Your goal:
Give the number of lines that contain "below" in the listing, and write nothing else.

The records:

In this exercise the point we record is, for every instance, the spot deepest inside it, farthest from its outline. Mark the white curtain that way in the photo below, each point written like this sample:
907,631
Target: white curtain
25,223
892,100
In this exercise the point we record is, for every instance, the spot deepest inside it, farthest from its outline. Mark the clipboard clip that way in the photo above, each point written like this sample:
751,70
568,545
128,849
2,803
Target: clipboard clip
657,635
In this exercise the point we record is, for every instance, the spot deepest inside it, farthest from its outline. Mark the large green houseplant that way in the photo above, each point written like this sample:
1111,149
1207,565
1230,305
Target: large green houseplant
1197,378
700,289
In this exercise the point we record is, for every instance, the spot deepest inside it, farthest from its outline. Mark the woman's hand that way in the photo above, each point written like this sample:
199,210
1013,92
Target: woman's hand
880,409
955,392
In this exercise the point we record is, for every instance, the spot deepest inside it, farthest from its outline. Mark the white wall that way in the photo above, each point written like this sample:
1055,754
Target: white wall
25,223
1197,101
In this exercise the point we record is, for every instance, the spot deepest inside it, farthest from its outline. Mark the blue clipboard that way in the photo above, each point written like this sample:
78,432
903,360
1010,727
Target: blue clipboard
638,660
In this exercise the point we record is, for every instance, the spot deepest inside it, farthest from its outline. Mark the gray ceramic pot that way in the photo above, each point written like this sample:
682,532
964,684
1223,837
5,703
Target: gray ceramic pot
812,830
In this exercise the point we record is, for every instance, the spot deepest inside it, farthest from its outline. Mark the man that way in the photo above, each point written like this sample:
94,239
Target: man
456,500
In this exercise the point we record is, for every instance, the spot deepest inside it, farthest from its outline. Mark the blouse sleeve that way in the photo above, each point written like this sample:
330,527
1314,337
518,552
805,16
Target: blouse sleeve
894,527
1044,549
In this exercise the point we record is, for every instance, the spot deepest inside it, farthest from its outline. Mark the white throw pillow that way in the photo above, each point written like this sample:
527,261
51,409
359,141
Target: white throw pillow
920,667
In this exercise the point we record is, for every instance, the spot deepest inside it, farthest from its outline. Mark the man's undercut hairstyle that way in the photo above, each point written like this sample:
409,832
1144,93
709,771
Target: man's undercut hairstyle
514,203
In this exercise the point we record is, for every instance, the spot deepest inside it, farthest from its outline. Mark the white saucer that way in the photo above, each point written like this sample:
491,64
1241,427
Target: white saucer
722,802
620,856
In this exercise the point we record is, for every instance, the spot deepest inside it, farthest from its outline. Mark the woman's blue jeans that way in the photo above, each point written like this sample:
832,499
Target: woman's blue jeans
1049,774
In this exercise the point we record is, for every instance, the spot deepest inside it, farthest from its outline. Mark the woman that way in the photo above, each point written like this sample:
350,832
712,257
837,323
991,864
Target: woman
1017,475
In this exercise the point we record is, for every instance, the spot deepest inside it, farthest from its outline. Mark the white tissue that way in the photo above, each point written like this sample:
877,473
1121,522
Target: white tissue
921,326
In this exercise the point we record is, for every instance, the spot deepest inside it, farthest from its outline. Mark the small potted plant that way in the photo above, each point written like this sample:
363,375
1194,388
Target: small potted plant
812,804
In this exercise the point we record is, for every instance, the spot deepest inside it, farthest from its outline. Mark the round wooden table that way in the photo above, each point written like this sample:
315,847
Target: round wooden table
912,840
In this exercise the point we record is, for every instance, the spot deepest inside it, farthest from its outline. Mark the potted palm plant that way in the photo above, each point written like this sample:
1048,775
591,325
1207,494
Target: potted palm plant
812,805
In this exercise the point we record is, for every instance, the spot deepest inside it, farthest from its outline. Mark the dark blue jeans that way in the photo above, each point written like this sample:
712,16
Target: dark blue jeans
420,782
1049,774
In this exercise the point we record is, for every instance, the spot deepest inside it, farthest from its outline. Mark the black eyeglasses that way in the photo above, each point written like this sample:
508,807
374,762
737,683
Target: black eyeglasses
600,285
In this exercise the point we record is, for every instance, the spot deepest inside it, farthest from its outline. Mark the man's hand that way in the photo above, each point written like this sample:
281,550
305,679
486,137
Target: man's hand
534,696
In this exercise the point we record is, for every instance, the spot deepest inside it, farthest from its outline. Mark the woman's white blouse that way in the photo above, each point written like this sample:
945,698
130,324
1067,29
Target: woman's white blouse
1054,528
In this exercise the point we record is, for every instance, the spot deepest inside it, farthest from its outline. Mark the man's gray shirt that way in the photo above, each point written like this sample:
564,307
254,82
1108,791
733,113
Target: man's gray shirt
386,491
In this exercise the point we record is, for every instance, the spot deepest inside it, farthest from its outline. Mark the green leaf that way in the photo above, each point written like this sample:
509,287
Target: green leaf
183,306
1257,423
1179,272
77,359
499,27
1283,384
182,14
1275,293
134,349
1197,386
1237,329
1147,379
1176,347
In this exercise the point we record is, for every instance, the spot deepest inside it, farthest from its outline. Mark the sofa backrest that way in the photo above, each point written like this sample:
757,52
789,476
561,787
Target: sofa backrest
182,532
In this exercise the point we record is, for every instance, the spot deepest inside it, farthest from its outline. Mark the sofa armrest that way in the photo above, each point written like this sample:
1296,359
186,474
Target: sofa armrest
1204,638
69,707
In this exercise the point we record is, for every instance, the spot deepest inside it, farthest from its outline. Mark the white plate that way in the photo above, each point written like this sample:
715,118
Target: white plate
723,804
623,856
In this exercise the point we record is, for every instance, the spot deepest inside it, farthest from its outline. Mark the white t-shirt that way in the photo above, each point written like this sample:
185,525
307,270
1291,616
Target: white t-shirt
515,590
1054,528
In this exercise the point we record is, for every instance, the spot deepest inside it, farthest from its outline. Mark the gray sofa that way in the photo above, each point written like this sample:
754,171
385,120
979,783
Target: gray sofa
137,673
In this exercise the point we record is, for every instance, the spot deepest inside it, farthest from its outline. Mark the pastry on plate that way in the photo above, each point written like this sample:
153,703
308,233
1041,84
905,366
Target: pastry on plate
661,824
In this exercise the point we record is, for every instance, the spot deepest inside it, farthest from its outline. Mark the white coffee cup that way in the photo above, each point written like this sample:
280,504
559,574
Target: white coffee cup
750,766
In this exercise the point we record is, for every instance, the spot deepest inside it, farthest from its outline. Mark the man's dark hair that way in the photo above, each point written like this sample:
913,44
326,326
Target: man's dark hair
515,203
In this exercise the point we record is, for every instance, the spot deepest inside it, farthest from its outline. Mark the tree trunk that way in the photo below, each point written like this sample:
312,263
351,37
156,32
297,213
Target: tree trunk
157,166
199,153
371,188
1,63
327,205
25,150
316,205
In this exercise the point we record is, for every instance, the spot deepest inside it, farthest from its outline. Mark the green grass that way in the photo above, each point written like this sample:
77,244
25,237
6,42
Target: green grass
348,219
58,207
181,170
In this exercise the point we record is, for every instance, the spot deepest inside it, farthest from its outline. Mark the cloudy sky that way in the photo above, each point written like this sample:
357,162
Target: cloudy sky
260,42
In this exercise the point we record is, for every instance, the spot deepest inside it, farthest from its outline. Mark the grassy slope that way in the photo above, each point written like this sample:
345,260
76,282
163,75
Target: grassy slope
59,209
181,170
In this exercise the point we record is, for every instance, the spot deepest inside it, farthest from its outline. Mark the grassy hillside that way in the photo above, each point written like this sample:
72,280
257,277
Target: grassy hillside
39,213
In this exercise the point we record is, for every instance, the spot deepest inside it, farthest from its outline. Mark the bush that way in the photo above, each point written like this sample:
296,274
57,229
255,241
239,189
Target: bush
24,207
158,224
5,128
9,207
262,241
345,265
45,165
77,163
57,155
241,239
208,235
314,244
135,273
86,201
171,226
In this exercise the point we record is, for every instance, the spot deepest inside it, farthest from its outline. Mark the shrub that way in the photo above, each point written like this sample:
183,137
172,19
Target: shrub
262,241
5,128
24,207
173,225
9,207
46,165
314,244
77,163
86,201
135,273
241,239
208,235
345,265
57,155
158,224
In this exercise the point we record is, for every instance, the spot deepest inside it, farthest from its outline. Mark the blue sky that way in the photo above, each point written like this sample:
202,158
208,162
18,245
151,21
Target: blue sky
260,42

Your solution:
2